* The task *
Please show each line of the material below that contains the string "hillside", matching case exactly.

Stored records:
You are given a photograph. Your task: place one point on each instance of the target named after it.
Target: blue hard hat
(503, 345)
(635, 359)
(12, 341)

...

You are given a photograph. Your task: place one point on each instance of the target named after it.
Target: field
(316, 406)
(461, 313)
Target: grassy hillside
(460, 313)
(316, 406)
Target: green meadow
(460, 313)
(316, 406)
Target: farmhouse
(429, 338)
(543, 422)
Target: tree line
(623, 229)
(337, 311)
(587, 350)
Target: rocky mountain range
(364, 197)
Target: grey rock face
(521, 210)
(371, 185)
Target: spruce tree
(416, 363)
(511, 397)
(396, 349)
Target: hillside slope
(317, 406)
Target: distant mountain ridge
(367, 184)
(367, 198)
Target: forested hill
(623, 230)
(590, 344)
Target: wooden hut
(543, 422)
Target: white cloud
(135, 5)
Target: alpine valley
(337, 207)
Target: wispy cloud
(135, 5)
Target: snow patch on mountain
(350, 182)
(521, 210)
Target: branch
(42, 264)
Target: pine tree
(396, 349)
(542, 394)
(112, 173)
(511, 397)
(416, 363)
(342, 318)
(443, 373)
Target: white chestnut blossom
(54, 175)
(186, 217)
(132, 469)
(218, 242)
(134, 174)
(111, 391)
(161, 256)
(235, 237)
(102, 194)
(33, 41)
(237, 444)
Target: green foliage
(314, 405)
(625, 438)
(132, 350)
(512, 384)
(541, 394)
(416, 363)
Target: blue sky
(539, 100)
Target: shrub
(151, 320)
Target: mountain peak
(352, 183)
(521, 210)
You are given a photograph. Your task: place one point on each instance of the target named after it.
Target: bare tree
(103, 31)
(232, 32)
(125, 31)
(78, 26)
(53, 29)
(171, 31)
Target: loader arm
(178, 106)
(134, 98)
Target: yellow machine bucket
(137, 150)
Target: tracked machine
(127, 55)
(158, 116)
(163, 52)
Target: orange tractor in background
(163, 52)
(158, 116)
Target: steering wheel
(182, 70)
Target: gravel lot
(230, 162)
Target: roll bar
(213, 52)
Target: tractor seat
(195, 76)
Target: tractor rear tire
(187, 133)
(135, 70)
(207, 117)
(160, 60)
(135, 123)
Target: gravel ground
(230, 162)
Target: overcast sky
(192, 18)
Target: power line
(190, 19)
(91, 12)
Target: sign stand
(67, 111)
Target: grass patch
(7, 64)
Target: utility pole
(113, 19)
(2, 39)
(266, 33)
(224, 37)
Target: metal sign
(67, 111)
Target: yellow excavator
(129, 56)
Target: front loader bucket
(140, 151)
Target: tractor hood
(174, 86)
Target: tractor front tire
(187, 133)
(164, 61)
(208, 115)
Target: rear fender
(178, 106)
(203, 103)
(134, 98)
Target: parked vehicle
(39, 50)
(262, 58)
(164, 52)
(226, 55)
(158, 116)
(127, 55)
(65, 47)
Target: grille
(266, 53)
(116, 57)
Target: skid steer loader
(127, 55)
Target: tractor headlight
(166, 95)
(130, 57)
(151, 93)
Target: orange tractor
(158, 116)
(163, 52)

* Solution for this exercise *
Target: grassy hillside
Target: hillside slope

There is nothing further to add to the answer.